Start of Block

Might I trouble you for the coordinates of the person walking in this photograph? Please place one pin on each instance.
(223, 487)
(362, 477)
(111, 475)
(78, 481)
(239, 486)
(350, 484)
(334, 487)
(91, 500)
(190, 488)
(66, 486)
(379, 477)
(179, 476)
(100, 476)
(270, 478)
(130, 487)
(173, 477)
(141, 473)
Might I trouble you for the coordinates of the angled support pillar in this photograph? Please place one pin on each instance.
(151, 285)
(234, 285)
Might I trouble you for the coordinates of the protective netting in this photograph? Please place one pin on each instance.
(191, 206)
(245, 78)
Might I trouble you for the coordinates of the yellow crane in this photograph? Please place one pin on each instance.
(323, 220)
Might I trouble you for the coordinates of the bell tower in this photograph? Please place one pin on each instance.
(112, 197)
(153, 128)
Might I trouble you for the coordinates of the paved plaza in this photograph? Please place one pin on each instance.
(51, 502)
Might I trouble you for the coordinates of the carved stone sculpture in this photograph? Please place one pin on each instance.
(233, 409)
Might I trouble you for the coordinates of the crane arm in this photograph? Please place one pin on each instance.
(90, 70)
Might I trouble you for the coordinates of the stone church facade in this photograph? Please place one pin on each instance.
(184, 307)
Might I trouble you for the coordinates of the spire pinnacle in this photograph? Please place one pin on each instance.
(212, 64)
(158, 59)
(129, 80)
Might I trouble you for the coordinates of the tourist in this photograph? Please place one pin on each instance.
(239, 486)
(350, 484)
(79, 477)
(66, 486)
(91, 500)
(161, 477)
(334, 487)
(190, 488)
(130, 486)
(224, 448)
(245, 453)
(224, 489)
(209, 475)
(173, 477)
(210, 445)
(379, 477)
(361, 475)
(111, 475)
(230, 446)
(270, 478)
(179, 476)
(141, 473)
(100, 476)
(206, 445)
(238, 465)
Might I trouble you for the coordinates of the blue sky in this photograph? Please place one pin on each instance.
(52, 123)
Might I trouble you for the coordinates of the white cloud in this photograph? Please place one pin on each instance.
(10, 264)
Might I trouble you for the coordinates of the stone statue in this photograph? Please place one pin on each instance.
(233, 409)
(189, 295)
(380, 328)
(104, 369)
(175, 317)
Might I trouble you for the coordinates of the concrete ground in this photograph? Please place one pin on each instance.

End of Block

■ INSTRUCTIONS FOR THE TASK
Write down every record shown above precisely.

■ TASK ANSWER
Might I trouble you for the coordinates of the person walking in this photograph? Please place one pin on each instance.
(223, 487)
(362, 477)
(111, 475)
(78, 481)
(239, 486)
(350, 484)
(334, 487)
(91, 500)
(190, 488)
(66, 486)
(379, 477)
(179, 476)
(100, 476)
(270, 478)
(130, 487)
(173, 477)
(141, 473)
Might I trouble you for the coordinates of the angled support pillar in this photograph? Please place one pin on each instance.
(151, 285)
(234, 285)
Might I trouble you for the coordinates of the protective netting in this photograph? Please place one pin on each instance.
(191, 206)
(245, 78)
Might I trouble you for the coordinates of the yellow crane in this photograph? Please place one pin on each instance.
(323, 220)
Might I trouble you for the coordinates of the bell tower in this photograph? Please place one pin on each instance.
(112, 197)
(153, 128)
Might I trouble you for the coordinates of the paved plaza in this photograph? Please place one pin on each instance.
(51, 502)
Might I trouble you for the coordinates of the carved stone sculpture in this photograph? Please place one pin on each instance.
(233, 409)
Might I trouble you for the coordinates of the crane arm in this photograph? Please place one pin on each instance.
(90, 70)
Might I trouble you for the coordinates of the stone church facade in this photograph? Please place one pin on each instance.
(184, 307)
Might I trouble you for the coordinates of the spire pinnacle in this photograph? Please place one pin on each instance.
(212, 64)
(158, 59)
(129, 80)
Might I trouble you for the coordinates of the tourist in this photograph? Please place one pin on each instance.
(239, 486)
(350, 484)
(79, 477)
(66, 486)
(91, 500)
(161, 477)
(334, 487)
(190, 488)
(130, 486)
(224, 448)
(245, 453)
(224, 489)
(209, 475)
(173, 477)
(210, 445)
(379, 477)
(361, 475)
(111, 475)
(230, 446)
(270, 478)
(179, 476)
(141, 473)
(100, 476)
(206, 445)
(238, 465)
Might I trouble you for the coordinates of the blue sky in this photograph? Please place one pin on each instance.
(52, 123)
Might I trouble you for the coordinates of the white cloud in this photograph? Please place one pin on each instance.
(10, 264)
Might I trouble you for the coordinates of the stone statue in this photograph? Please place one pin on each instance.
(233, 409)
(189, 295)
(380, 328)
(104, 369)
(175, 317)
Might I trouble you for the coordinates of the concrete ground in this photograph? Please place one pin on each instance.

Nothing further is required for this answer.